Dokumen Sumber -

Dear, Mba. Selamat Menikmati #UsiaCantik mu…

Dear, Mba Dini.
Apa kabar? Semoga saat ini Mba dalam kondisi sehat dan bahagia ya. Bersama Abang dan anak-anakmu, tentu saja. Aku kangen banget Mba, udah dua tahun ya kita nggak pernah ketemu. Sejak aku pindah Palopo lebih tepatnya.
Malam ini ingatanku melayang, Mba. Mengeja segala kenangan tentangmu. Apalagi setelah chat kita di bbm, saat aku minta ijin untuk menuliskan kisahmu di blog ini.
“Jangan lah, nanti aku terkenal :D”, jawabmu.
Tapi toh aku bersikeras. Aku janji akan menyamarkan namamu, entah jadi Bunga, atau malah Mawar. Dan akhirnya menjadi Dini. Nama yang cantik, bukan?
Aku ingin tulisan ini, paling tidak bisa mewakili rasa terimakasihku padamu. Atas kebaikan-kebaikanmu selama ini. Atas banyaknya teladan yang Mba ajarkan. Atas banyaknya nilai hidup yang diam-diam kupetik darimu.
Aku ingin tulisan ini bisa menginspirasi orang lain. Bahwa berbuat baik tidak selalu harus dengan hal-hal besar. Bahwa menginspirasi tidak selalu harus berbuah piagam penghargaan. Tapi dari hal-hal kecil yang selalu menyentuh hati.
Karena sesuatu yang dilakukan dari hati, akan selalu sampai ke hati. Dan akan membekas di sana, selamanya.

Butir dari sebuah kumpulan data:
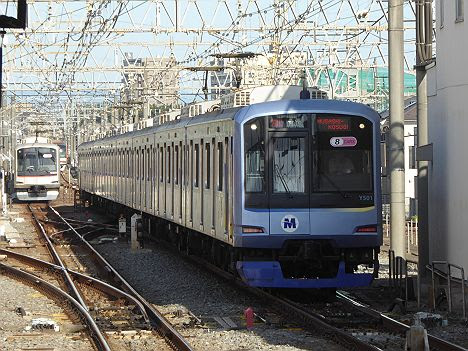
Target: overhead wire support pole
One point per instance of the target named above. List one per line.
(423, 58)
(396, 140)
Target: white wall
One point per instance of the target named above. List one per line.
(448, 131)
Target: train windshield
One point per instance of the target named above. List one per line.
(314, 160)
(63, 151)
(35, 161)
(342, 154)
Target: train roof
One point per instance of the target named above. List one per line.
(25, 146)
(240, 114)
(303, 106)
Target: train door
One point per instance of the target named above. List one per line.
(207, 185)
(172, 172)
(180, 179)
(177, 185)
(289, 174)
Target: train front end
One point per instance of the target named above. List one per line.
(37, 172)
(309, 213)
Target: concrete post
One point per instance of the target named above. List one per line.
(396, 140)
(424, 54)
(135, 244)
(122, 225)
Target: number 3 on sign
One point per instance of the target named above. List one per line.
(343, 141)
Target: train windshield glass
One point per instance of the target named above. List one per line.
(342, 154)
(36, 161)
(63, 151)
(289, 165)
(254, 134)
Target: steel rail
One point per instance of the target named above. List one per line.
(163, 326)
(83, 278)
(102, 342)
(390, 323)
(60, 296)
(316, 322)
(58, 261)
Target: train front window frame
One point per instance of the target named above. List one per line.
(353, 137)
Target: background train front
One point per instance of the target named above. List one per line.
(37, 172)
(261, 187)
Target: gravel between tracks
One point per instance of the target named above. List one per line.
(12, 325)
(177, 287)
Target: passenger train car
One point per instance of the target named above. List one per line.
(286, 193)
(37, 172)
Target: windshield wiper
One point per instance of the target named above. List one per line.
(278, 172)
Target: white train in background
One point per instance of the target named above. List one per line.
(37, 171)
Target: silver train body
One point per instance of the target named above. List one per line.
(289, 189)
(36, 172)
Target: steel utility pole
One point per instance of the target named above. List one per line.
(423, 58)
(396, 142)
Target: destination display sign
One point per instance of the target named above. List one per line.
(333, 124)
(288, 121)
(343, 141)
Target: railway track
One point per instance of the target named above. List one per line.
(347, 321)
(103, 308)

Bagian Latihan -
[1] Salin ulang bagian surat untuk Mba Dini, mulai dari "Malam ini ingatanku" sampai dengan "yang cantik, bukan?", tanpa mengubah satu kata pun.
[2] Menurut surat untuk Mba Dini, untuk apa penulis ingin membuat tulisan ini? Jawab dalam satu sampai tiga kalimat.

Hasil Latihan -
[1]
Malam ini ingatanku melayang, Mba. Mengeja segala kenangan tentangmu. Apalagi setelah chat kita di bbm, saat aku minta ijin untuk menuliskan kisahmu di blog ini.
“Jangan lah, nanti aku terkenal :D”, jawabmu.
Tapi toh aku bersikeras. Aku janji akan menyamarkan namamu, entah jadi Bunga, atau malah Mawar. Dan akhirnya menjadi Dini. Nama yang cantik, bukan?

[2] Penulis ingin tulisan ini paling tidak mewakili rasa terima kasihnya kepada Mba Dini atas kebaikan, teladan, dan nilai hidup yang ia dapat darinya. Penulis juga ingin tulisan ini menginspirasi orang lain bahwa berbuat baik tidak selalu harus dengan hal-hal besar, tetapi bisa dari hal-hal kecil yang menyentuh hati.